Dataset excerpts START

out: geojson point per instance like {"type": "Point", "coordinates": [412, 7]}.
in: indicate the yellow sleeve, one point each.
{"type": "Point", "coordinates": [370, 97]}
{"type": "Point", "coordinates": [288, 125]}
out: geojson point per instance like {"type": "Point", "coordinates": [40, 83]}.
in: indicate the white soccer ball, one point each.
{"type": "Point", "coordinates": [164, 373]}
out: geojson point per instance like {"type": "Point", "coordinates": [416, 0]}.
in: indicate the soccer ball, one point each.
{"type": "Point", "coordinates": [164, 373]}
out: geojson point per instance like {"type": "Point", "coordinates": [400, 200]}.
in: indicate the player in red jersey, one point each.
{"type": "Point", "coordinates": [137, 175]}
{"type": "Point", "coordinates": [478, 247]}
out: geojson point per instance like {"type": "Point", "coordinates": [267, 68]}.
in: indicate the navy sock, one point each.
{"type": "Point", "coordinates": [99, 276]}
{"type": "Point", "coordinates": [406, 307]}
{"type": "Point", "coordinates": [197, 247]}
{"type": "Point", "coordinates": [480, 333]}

Dataset excerpts END

**Exercise**
Reproduce the whole of the records exactly, so that no line differs from the source above.

**Result of the task**
out: geojson point per instance like {"type": "Point", "coordinates": [412, 7]}.
in: indicate the yellow sleeve, one point each.
{"type": "Point", "coordinates": [370, 97]}
{"type": "Point", "coordinates": [288, 125]}
out: geojson point per instance like {"type": "Point", "coordinates": [40, 83]}.
in: indicate the white soccer ball, one point each.
{"type": "Point", "coordinates": [164, 373]}
out: geojson point per instance like {"type": "Point", "coordinates": [416, 0]}.
in: indicate the soccer ball, one point each.
{"type": "Point", "coordinates": [164, 373]}
out: geojson point per instance like {"type": "Point", "coordinates": [400, 200]}.
in: indicate the player in red jersey, one point each.
{"type": "Point", "coordinates": [137, 175]}
{"type": "Point", "coordinates": [478, 247]}
out: geojson point per instance like {"type": "Point", "coordinates": [267, 68]}.
in: indicate the navy sock, one point each.
{"type": "Point", "coordinates": [99, 276]}
{"type": "Point", "coordinates": [406, 307]}
{"type": "Point", "coordinates": [197, 247]}
{"type": "Point", "coordinates": [480, 333]}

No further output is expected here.